**WHAT YOU SHOULD DO**:
For this exercise, transcribe the records below without changing a word.

**INPUT MATERIAL**:
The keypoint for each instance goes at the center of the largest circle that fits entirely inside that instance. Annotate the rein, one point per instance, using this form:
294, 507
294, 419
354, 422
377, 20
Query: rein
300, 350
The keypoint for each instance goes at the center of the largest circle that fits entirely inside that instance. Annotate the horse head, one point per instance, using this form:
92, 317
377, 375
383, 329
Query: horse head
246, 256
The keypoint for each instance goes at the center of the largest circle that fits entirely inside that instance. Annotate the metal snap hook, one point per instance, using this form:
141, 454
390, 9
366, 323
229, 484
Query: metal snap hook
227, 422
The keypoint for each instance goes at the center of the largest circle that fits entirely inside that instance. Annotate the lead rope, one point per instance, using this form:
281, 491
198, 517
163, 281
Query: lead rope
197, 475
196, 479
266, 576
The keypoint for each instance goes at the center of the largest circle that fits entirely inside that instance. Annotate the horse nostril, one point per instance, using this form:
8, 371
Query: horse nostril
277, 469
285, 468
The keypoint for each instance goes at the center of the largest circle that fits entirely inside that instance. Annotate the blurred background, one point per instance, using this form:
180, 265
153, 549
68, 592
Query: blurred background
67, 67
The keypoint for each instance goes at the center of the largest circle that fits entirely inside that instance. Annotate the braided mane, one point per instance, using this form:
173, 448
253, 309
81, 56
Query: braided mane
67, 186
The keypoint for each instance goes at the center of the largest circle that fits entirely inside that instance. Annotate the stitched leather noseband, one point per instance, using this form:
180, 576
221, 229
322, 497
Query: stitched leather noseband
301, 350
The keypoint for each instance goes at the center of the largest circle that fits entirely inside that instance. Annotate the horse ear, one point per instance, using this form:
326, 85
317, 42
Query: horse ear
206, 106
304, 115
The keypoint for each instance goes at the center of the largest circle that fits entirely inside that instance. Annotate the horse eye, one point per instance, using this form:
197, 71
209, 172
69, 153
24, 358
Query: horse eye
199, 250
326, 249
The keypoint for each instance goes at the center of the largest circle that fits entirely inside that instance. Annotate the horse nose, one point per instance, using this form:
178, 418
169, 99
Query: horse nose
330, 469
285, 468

**EXPECTED OUTPUT**:
The keypoint for each instance goes at the center of the largest circle that fits entirely inside that instance. Annotate the rein, one point per instance, using this form:
294, 507
294, 419
354, 422
377, 20
Query: rein
300, 350
The keypoint for each instance goes at the center of the largest circle that fits entirely inside that instance. Annotate the horse head, one point per instance, using this form:
92, 317
377, 375
383, 329
Query: horse head
246, 256
The keypoint for each instance goes at the center of the largest circle that fits entirely inside that instance. Annotate the metal snap hook, one point per instance, using this form:
141, 454
390, 9
366, 323
229, 484
Query: metal snap hook
227, 422
The keypoint for each instance goes at the center of the largest circle that fits entirely inside that instance. Annotate the lead rope, one point per instance, using this form:
281, 491
198, 517
163, 281
Query: lead rope
197, 475
196, 479
266, 576
The keypoint for each instance goes at the center of the largest circle that fits entirely inside that instance. Annotate the horse nostril, one point per instance, using this form:
8, 371
Query: horse nostril
277, 469
285, 468
The keypoint for each instance goes at the center of the largest circle that fits entirely inside that instance. Annotate the blurred background, one point per instance, using this form:
180, 265
153, 549
68, 592
Query: blurred background
67, 67
The keypoint for each instance goes at the center of the largest circle that fits entirely inside that instance. Annotate the braided mane, one point per instance, using this form:
173, 448
253, 309
81, 56
Query: braided mane
67, 186
The keypoint for each instance goes at the center of the largest circle that fits entirely inside that instance. Annotate the stitched leather noseband, one point per instance, using this form:
180, 576
221, 229
322, 497
Query: stitched leather noseband
301, 350
The keypoint for each instance goes at the center of the largest circle that fits entirely inside that instance. Annotate the horse ear, one point per instance, using this form:
326, 85
317, 42
Query: horse ear
206, 106
304, 115
The keypoint for each instance goes at the center of the largest circle that fits entirely inside that instance. Annotate the horse eye, one point per instance, using this form:
197, 71
209, 172
69, 153
24, 358
Query: horse eye
199, 250
326, 249
The keypoint for each instance goes at the center of the largest circle that fits entirely inside that instance. Annotate the horse nose, one point per instance, using this form:
178, 418
169, 99
Query: horse nose
330, 469
285, 468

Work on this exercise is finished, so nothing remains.